STATED PROBLEM: Reproduce every line of the data below verbatim, changing nothing.
+ + +
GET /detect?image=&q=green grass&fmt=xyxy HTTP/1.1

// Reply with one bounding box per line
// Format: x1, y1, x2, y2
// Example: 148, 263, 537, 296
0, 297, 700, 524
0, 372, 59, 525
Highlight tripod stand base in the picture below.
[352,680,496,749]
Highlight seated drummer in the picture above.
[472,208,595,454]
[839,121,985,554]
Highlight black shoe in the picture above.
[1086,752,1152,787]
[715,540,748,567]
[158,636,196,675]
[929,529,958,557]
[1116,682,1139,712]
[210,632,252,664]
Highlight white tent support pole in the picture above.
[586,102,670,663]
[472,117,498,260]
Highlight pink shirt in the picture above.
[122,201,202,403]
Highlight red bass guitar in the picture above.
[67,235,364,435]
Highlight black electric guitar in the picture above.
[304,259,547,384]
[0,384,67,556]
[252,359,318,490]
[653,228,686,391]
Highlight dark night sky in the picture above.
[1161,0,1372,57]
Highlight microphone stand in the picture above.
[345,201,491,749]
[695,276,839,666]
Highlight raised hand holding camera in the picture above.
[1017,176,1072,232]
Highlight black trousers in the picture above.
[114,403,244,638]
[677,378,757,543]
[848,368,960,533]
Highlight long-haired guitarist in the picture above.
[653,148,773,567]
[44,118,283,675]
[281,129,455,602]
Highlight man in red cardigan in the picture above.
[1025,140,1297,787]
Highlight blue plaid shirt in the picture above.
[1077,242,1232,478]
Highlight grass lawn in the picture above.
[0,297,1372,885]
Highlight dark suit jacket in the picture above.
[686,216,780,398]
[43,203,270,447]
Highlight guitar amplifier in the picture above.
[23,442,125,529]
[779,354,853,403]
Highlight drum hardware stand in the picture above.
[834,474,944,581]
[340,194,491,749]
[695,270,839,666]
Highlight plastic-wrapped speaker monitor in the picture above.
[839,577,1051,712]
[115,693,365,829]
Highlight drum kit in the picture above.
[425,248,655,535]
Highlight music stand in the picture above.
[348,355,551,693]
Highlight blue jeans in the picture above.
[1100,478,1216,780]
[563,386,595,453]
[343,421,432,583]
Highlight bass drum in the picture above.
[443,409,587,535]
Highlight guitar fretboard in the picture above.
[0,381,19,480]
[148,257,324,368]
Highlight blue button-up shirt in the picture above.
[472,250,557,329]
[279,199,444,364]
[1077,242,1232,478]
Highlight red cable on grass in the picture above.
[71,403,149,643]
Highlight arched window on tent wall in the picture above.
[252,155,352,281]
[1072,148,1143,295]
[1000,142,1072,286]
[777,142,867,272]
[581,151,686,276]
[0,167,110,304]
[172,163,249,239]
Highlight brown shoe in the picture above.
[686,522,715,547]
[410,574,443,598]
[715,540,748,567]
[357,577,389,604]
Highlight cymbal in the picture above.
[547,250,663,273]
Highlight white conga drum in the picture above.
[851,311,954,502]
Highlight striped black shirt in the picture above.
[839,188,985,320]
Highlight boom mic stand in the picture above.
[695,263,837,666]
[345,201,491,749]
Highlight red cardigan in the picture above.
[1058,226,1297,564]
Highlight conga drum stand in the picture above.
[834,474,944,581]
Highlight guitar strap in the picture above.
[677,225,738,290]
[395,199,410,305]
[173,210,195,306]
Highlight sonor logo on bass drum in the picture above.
+ + +
ANSWER TO THE TASK:
GET /detect?image=&q=green grass&fmt=xyxy HTTP/1.1

// Reply with one bounding box per line
// Format: x1, y1, x2, y2
// Example: 148, 263, 537, 296
0, 297, 700, 524
0, 372, 59, 525
Highlight tripod stand base in the picture below.
[352,680,496,749]
Highlight seated drummer in the picture above.
[472,208,595,454]
[839,121,985,554]
Highlight black shoe in the picture above.
[1086,752,1152,787]
[715,540,748,567]
[158,636,196,675]
[929,529,958,557]
[1116,682,1139,712]
[210,632,252,664]
Highlight white tent support pole in the picture above.
[586,102,670,663]
[472,117,498,260]
Highlight pink shirt in the picture above.
[122,201,202,403]
Highlight red bass guitar in the picture above.
[67,235,364,435]
Highlight black electric guitar in the picture above.
[304,259,547,384]
[0,384,67,556]
[252,359,318,490]
[653,228,686,391]
Highlight dark night sky in the picture above.
[1161,0,1372,57]
Highlight microphone stand in the picture above.
[345,201,491,749]
[695,276,839,666]
Highlight raised hand holding camera in the picture above.
[1017,176,1072,232]
Highlight black trousers in the picture above.
[114,403,244,638]
[677,378,757,543]
[848,368,960,533]
Highlight long-haired guitarist in the picture above.
[653,148,773,567]
[44,118,283,675]
[281,129,455,602]
Highlight man in red cardigan in the picture above.
[1025,140,1297,787]
Highlight blue plaid shirt in the picture above.
[1077,242,1232,478]
Highlight grass lawn in the picture above.
[0,297,1372,885]
Highlight dark suit jacket in the picture above.
[686,216,780,398]
[43,203,270,447]
Highlight guitar amplifier in the picture above.
[23,442,125,529]
[779,354,853,403]
Highlight drum hardware stand in the picture above.
[834,474,944,581]
[340,194,491,749]
[695,270,839,666]
Highlight plastic-wrapped speaker monitor in the picture above.
[839,577,1051,712]
[115,693,365,829]
Highlight drum kit in the picture above.
[425,248,655,535]
Highlight music stand in the picture above.
[348,355,551,693]
Highlight blue jeans in the picture above.
[1100,478,1216,780]
[563,386,595,453]
[343,421,432,583]
Highlight bass drum in the picture above.
[443,409,587,535]
Highlight guitar fretboard in the picture above.
[0,381,19,480]
[148,257,324,368]
Highlight blue button-up shirt in the picture above.
[472,250,557,329]
[279,199,444,364]
[1077,242,1232,478]
Highlight red cable on grass in the picture above.
[71,403,149,643]
Highlight arched window on tent wall in the picture above.
[252,155,352,281]
[1072,148,1143,295]
[1000,142,1072,286]
[777,142,867,272]
[581,151,686,276]
[0,167,110,304]
[172,163,249,239]
Highlight brown shoe in the picture above.
[686,522,715,547]
[410,574,443,598]
[715,540,748,567]
[357,577,389,604]
Highlight cymbal in the picture above.
[547,250,663,273]
Highlight white conga drum in the picture above.
[851,311,954,502]
Highlight striped black shirt in the picture above.
[839,188,985,320]
Highlight boom mic stand in the picture above.
[695,263,837,666]
[345,201,491,749]
Highlight red cardigan in the picture above.
[1058,226,1297,564]
Highlight conga drum stand in the picture above.
[834,474,944,581]
Highlight guitar strap in the picture above.
[677,225,738,290]
[395,199,410,305]
[173,210,195,306]
Highlight sonor logo on bass drum in the picture above.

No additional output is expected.